**DESCRIPTION OF THE TASK**
Transcribe every entry exactly, leaving out any pictures.

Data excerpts
Start of Block
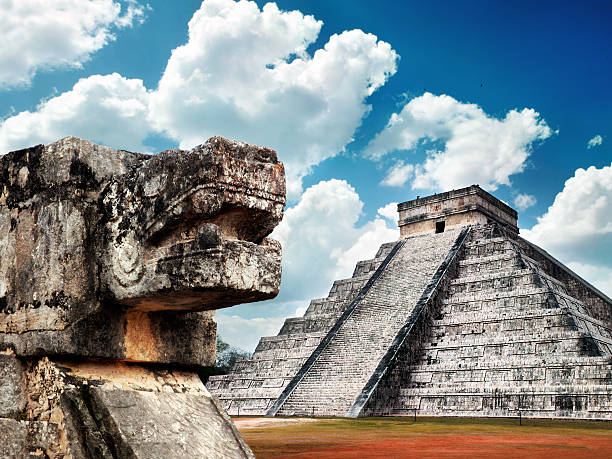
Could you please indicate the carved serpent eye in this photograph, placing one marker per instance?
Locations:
(127, 261)
(154, 186)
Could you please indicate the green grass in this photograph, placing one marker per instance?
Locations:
(431, 437)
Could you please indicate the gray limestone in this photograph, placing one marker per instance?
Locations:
(111, 266)
(472, 320)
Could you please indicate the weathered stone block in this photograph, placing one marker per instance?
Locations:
(96, 243)
(12, 386)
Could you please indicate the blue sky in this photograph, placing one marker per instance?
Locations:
(514, 96)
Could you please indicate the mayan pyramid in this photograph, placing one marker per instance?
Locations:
(460, 317)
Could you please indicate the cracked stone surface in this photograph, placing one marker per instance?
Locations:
(111, 266)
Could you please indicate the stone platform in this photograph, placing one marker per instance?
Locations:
(467, 320)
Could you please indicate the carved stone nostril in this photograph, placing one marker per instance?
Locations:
(208, 235)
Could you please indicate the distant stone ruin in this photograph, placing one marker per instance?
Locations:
(111, 264)
(460, 317)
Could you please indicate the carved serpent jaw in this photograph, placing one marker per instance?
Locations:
(187, 230)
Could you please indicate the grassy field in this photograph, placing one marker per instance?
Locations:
(427, 438)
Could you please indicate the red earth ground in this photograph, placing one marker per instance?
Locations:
(427, 438)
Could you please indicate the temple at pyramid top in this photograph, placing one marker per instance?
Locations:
(467, 206)
(459, 317)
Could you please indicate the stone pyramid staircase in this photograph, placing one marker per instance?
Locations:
(468, 322)
(335, 375)
(254, 384)
(516, 331)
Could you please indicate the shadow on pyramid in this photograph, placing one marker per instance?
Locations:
(460, 317)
End of Block
**RESULT**
Could you please indicate the carved serpent eye in this photograph, placing one marker per instance?
Locations:
(127, 261)
(154, 186)
Could you please indicate the green grass in this photograph, placing one marker per instance?
Locations:
(431, 437)
Could you please indicate the gray limestone in this photograph, placing one marker per instance?
Locations:
(111, 266)
(472, 320)
Could you please indicate the weathered stone block in this photograph, placing one marker per instance?
Locations:
(96, 243)
(12, 386)
Could you please indicate the blue sky in this photograph, placing one marker per instance?
Locations:
(514, 96)
Could you please indicate the mayan pyramid in this photograph, placing one marker per instance?
Locations:
(460, 317)
Could you please indicate the cracked stone surface in this photograph, placing one marker per instance?
Locations:
(111, 266)
Could you please indicate the stone platform in this photograph, placing one marker per instance?
Locations:
(467, 320)
Could you please indicate the carved stone nostril in this photograph, placing one marker per instance?
Locations:
(208, 235)
Could you please indicate the distant stone ruin in this photograph, placing one marker per instance?
Locations:
(111, 264)
(460, 317)
Could you please indicate the carved serpent jaw in this photograph, placing one marker per instance?
Locations:
(187, 230)
Could you please indicate the grassy field in this photograph, placing one marker per instance?
Locations:
(427, 438)
Could you please indicate the red earth ground in this photograph, placing one marker per instance?
Locations:
(427, 438)
Could you please indicate the temple at pyramid top in this photograph, placing one marker per instance?
Locations:
(467, 206)
(459, 317)
Could you please indicate the stone pyramid staircase in this photograph, placing one marker per instance?
Locations:
(468, 322)
(335, 375)
(254, 384)
(516, 331)
Could you please indicate the shadow on pyramid in this photograph, placing one marker per instance?
Locations:
(460, 317)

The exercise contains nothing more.